===== Dataset content =====

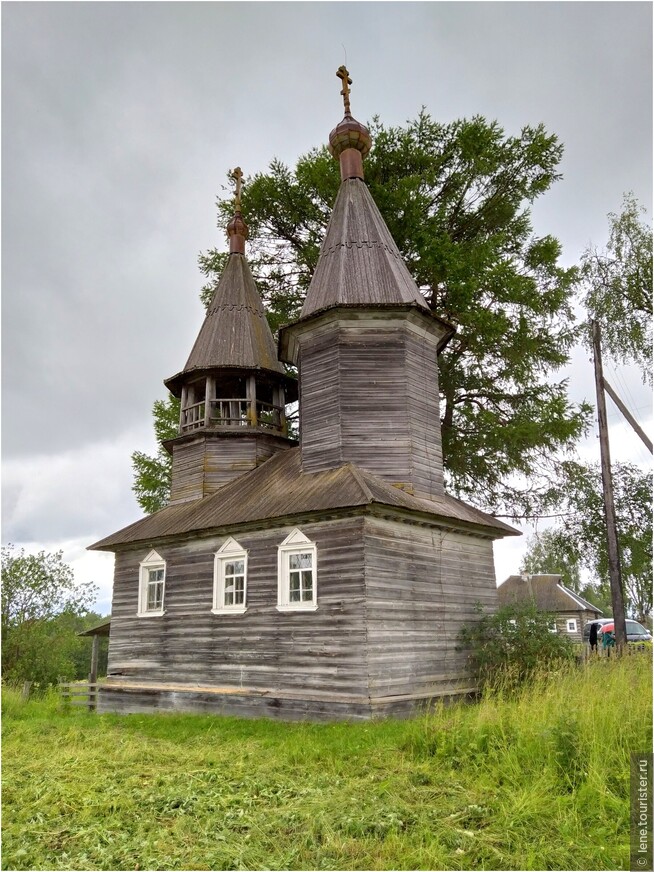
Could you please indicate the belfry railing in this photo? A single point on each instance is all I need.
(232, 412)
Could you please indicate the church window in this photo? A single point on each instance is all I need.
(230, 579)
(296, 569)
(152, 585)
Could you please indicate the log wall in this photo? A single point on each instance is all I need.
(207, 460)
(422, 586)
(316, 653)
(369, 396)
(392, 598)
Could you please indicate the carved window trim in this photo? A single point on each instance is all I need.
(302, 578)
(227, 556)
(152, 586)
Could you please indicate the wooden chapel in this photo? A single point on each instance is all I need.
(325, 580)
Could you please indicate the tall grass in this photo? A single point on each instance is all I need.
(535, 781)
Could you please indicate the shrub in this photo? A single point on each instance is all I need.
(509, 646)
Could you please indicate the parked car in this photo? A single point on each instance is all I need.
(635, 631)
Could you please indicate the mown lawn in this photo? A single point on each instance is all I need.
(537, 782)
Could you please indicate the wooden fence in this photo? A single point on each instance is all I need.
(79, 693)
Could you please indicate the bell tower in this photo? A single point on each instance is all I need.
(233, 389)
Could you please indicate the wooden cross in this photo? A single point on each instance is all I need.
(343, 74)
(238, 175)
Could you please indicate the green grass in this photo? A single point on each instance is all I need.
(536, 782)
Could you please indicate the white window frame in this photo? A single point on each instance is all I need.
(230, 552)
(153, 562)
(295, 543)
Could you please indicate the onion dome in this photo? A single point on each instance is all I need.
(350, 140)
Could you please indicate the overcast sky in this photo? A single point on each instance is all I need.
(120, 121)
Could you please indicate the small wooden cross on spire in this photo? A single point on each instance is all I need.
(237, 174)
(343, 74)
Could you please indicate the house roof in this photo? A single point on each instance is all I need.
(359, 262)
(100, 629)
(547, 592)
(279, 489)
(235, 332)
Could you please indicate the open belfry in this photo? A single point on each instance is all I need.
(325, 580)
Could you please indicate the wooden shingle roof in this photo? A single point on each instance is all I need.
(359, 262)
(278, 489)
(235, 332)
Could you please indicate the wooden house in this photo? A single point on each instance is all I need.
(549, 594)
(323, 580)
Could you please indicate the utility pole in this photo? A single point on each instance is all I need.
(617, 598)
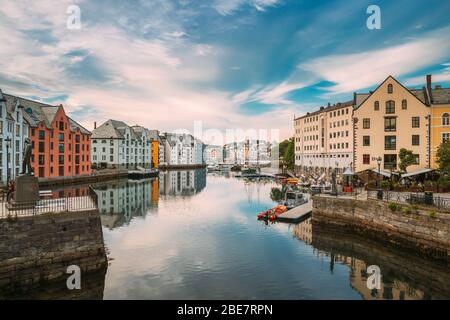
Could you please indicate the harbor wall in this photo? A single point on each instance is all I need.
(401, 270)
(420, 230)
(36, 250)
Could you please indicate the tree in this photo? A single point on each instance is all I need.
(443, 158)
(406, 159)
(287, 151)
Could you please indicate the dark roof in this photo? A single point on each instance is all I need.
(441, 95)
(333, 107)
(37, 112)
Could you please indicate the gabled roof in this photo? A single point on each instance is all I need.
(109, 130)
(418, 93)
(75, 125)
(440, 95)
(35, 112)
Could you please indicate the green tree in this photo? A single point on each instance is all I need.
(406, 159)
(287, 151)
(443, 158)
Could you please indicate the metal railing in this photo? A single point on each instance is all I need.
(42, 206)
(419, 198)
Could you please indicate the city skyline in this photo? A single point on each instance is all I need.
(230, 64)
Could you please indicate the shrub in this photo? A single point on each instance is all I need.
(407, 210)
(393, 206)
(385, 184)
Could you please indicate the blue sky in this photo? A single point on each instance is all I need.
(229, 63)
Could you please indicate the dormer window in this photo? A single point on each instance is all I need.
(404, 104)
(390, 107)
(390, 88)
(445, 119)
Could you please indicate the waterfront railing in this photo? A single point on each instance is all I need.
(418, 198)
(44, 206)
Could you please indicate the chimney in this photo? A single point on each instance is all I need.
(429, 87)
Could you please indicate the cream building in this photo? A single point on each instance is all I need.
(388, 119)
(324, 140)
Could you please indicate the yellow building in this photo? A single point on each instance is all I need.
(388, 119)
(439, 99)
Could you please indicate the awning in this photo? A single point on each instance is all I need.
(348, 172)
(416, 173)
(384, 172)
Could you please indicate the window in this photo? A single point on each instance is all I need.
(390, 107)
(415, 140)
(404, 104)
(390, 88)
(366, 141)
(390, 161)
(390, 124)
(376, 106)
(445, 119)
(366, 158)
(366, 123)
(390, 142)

=====
===== Dataset content =====

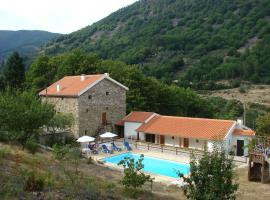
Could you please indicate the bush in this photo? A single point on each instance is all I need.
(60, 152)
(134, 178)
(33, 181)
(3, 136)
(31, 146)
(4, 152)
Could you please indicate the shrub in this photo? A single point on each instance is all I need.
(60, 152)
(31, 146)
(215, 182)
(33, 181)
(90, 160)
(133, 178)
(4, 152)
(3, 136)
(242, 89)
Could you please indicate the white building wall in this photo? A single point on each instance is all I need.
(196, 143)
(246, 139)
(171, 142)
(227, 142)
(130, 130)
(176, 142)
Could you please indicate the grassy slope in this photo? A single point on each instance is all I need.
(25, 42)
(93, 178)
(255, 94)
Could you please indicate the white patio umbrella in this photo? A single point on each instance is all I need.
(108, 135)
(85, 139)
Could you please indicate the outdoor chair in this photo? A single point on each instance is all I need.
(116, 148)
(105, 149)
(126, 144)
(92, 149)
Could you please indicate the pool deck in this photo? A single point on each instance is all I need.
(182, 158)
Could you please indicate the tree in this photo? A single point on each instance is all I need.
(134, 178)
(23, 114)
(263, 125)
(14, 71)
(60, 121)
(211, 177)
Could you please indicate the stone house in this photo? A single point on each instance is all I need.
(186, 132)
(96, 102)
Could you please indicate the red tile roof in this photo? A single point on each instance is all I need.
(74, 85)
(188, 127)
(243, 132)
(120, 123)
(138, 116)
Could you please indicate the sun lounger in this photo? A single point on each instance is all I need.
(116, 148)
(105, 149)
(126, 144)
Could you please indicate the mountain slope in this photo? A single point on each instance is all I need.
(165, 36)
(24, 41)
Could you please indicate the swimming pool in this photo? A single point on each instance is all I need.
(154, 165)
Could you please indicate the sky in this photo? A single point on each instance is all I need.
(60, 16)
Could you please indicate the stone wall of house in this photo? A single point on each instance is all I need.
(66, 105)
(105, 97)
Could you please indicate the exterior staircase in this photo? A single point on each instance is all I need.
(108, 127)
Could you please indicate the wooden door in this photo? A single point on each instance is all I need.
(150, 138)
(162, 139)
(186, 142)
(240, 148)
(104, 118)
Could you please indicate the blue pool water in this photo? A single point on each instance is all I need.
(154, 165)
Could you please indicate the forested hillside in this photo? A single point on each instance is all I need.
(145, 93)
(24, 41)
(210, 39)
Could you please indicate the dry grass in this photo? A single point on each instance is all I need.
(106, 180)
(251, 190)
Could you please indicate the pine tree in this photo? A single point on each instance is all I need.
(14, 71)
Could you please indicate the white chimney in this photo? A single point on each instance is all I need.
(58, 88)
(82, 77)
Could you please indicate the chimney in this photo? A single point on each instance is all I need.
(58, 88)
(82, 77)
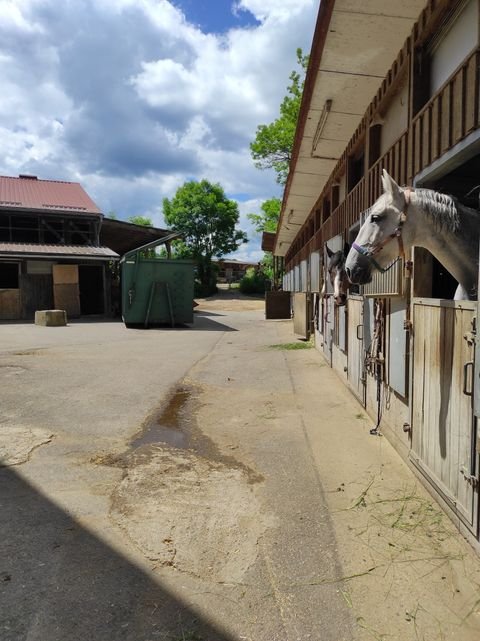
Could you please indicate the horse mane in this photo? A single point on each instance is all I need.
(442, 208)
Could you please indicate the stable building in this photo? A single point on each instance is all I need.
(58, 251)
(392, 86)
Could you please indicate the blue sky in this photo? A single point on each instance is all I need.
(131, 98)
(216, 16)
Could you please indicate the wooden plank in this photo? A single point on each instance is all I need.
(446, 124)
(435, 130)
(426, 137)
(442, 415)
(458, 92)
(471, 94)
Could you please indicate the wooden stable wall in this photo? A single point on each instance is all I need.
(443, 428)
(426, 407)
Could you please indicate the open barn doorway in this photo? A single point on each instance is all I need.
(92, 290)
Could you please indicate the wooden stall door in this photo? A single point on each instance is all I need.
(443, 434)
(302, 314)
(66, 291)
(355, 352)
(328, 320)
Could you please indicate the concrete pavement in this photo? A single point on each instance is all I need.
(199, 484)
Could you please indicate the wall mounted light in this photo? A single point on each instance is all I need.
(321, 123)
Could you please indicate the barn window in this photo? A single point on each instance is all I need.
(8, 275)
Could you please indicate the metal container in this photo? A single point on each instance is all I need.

=====

» Required work
Above are the records; from them, give again exactly the lines from the one containing "Could you please indicate the wall" through the one containing "Could you please indicate the metal container", both included.

» Reply to the task
Could you please indicate the wall mounted light in this photo? A single point on each instance is all I need.
(321, 123)
Could you please indicate the barn window in this photo? A single point on each instance is all I need.
(8, 275)
Could you please indicate the metal container in this photo? A single point on each instance is all I need.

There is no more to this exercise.